• _STORED RECORDS_:
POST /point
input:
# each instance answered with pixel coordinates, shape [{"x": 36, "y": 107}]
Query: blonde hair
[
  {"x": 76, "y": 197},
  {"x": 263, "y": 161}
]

• _EXERCISE_:
Return every line of the records above verbatim, with no changes.

• _WRITTEN SOLUTION_:
POST /point
input:
# each instance answered with pixel coordinates, shape [{"x": 36, "y": 107}]
Query: blonde hair
[
  {"x": 76, "y": 197},
  {"x": 263, "y": 161}
]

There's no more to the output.